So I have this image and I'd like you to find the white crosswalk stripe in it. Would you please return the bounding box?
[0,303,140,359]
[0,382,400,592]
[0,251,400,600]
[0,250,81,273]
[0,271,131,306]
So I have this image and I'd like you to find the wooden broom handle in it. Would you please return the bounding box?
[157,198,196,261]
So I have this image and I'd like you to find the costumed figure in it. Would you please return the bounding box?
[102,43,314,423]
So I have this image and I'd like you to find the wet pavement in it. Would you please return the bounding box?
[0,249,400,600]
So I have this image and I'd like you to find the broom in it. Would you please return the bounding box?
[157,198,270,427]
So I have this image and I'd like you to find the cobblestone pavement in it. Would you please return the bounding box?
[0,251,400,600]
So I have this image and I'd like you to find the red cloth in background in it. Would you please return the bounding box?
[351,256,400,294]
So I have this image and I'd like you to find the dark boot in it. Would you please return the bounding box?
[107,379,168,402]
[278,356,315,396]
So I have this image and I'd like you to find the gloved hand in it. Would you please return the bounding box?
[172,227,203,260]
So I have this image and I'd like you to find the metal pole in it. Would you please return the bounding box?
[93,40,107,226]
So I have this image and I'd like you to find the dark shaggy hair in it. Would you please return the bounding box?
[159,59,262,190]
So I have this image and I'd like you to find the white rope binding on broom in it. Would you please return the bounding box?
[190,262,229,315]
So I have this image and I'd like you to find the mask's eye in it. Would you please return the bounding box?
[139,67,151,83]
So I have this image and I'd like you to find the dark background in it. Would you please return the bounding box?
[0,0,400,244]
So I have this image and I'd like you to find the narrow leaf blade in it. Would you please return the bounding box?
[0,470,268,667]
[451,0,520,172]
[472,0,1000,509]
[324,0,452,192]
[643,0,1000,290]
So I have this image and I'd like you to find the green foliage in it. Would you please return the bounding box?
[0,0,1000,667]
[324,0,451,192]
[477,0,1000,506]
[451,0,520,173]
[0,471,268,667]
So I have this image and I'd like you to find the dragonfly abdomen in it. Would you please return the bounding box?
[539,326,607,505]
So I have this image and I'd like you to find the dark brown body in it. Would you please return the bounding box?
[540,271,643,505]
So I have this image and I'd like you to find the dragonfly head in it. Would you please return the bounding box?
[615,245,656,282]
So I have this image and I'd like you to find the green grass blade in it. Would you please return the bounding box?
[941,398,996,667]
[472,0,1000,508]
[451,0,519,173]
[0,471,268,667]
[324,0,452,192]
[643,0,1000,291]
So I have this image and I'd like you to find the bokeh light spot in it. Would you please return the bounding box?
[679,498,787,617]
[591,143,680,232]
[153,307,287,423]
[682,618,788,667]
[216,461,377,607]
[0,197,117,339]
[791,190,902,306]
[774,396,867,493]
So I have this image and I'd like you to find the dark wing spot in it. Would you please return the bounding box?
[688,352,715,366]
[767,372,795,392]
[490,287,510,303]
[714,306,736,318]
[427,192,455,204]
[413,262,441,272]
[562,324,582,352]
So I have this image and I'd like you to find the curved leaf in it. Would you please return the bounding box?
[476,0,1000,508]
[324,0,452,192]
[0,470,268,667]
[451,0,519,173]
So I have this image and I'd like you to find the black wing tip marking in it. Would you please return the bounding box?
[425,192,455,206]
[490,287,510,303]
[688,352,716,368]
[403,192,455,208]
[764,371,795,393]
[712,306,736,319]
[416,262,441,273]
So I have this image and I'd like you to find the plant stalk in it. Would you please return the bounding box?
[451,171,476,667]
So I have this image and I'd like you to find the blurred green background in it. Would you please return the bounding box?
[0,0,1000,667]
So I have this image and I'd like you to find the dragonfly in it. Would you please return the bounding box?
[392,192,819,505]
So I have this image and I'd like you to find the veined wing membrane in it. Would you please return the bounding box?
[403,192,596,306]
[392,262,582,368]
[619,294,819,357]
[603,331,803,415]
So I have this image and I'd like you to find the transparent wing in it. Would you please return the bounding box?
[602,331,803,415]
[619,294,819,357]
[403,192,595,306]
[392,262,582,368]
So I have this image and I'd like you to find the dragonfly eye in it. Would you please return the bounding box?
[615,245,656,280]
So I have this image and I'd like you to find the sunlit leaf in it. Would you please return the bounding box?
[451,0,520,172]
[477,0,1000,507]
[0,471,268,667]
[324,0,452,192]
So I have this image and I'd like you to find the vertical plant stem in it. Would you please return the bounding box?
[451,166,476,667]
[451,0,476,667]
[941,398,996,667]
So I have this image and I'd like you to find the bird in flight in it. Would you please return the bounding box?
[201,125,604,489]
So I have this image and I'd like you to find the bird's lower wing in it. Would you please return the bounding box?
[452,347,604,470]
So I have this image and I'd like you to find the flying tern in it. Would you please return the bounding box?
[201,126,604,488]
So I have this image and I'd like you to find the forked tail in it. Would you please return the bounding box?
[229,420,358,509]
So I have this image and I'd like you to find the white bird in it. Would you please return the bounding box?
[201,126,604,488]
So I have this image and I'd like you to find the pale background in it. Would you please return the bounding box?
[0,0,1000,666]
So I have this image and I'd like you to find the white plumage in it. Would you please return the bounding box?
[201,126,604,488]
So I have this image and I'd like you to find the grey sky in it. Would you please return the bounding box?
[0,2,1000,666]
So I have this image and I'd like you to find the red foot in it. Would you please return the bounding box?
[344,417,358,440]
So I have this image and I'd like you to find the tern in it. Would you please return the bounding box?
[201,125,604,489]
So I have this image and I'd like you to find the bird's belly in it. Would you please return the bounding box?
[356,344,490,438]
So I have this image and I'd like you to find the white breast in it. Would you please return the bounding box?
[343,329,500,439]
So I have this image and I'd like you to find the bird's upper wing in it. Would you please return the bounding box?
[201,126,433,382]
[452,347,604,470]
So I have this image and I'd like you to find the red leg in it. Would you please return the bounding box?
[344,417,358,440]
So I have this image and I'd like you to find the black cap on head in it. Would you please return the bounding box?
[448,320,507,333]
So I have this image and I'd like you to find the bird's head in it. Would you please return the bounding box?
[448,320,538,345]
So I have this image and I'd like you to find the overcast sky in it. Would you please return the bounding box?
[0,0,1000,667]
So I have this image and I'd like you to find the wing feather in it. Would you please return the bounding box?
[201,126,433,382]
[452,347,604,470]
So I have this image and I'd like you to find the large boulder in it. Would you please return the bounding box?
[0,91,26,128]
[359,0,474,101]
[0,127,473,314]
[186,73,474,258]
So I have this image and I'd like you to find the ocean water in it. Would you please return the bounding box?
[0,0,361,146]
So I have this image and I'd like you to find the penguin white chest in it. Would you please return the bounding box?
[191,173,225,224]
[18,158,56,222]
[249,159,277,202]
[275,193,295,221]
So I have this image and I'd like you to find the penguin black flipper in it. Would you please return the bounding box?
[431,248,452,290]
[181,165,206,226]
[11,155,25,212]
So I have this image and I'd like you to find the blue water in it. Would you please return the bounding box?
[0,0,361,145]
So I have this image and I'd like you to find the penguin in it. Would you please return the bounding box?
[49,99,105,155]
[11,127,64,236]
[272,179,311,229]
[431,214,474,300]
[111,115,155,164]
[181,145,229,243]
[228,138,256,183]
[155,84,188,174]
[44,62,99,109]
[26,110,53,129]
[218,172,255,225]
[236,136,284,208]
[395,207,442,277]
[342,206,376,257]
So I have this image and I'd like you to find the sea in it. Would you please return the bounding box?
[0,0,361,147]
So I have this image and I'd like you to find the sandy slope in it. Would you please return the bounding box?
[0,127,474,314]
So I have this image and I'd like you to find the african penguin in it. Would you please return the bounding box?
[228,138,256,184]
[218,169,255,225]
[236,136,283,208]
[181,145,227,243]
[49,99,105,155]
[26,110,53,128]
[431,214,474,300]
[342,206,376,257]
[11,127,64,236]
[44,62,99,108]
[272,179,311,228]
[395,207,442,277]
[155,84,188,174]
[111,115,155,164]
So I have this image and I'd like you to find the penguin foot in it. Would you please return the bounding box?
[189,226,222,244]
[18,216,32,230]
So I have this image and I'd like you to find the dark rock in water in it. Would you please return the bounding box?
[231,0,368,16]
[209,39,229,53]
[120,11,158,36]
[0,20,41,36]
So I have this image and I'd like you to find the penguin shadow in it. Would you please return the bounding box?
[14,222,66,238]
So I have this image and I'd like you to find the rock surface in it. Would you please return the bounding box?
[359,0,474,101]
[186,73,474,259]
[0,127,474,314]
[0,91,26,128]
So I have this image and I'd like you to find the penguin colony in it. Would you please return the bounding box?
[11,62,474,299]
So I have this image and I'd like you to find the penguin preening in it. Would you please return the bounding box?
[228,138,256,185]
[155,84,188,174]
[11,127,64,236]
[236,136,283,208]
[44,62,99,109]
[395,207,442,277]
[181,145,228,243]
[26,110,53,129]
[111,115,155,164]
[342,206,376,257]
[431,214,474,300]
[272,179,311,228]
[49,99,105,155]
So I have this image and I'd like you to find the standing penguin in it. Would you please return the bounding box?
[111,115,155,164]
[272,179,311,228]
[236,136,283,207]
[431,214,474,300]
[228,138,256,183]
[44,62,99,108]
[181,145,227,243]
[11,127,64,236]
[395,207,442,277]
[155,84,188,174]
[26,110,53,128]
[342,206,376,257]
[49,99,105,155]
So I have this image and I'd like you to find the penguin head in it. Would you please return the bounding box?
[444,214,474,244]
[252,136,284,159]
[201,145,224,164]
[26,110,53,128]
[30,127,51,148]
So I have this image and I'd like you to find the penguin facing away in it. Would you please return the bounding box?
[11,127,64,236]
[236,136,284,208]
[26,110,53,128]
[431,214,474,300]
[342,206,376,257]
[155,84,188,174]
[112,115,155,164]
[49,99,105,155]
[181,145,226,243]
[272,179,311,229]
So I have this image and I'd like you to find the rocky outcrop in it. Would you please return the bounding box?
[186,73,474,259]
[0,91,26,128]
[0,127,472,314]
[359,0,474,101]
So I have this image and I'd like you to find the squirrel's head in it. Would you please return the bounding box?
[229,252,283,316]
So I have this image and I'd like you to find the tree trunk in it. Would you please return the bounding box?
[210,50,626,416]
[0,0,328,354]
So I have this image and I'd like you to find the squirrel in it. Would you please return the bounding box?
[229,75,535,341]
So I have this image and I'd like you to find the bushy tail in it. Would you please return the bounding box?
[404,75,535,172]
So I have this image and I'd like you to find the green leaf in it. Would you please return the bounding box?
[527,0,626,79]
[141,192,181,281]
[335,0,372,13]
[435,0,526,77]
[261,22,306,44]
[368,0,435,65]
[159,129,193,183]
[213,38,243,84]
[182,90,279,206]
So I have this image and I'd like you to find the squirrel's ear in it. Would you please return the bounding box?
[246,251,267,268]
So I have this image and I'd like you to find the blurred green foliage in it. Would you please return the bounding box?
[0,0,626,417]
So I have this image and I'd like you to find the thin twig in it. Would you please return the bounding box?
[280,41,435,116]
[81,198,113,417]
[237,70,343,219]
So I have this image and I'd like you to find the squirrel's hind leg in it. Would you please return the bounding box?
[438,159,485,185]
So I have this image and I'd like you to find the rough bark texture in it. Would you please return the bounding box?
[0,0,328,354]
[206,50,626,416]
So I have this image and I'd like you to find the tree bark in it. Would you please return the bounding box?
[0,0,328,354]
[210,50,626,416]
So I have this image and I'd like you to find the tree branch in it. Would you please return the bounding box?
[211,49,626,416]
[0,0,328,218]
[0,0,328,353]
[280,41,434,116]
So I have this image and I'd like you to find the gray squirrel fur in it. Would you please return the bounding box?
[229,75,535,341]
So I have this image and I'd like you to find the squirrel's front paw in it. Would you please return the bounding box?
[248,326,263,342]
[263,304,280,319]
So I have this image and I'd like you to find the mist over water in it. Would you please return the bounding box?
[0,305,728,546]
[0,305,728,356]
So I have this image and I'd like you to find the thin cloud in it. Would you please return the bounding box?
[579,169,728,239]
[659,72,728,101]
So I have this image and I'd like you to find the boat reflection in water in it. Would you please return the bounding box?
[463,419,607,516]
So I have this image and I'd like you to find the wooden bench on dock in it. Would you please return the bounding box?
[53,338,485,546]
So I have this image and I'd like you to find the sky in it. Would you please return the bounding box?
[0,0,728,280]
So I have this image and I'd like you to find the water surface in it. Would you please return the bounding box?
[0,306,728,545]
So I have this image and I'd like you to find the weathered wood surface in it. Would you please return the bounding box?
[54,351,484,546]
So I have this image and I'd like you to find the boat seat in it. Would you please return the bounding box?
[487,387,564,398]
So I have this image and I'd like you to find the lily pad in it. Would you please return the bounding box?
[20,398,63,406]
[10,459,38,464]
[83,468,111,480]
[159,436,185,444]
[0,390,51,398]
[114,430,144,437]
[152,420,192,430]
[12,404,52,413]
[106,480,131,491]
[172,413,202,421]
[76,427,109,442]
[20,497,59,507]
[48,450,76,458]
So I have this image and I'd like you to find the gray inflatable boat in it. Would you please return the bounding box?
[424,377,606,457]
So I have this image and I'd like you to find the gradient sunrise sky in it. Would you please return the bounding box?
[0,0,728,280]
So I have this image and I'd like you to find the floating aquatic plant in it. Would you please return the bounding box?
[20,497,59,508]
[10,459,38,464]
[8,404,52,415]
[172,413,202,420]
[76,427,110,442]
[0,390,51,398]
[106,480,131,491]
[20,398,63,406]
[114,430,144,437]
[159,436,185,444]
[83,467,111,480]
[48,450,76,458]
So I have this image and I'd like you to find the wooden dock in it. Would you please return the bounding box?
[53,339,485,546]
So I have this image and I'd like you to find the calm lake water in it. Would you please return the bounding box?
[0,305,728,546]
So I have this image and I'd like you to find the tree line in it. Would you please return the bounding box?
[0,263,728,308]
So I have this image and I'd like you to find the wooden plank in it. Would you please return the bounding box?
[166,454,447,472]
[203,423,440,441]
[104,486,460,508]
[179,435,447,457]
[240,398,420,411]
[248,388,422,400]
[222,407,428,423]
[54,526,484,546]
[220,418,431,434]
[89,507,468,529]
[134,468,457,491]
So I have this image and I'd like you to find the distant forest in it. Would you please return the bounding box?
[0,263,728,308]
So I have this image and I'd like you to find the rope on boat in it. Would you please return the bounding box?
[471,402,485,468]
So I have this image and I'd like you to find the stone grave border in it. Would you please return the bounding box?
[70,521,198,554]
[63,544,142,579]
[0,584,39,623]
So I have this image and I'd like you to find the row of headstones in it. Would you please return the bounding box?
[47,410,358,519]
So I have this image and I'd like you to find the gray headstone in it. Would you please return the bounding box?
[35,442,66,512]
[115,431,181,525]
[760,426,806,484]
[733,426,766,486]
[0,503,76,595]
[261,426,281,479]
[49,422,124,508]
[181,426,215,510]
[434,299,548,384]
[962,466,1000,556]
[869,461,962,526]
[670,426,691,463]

--

REQUISITI: Riscriva tutto l'elenco dalla riga che contiene "the dark wing" fino alla riga che contiene "[562,324,582,352]", entrambe incluse. Sostituisca "wing spot" con "wing marking" e lasci invariato tutto il resto.

RISPOSTA CORRETTA:
So I have this image and I'd like you to find the dark wing marking in it. Would you please return the bounding box?
[688,352,715,366]
[767,372,795,392]
[490,287,510,303]
[714,306,736,318]
[427,192,455,204]
[413,262,441,272]
[562,324,582,352]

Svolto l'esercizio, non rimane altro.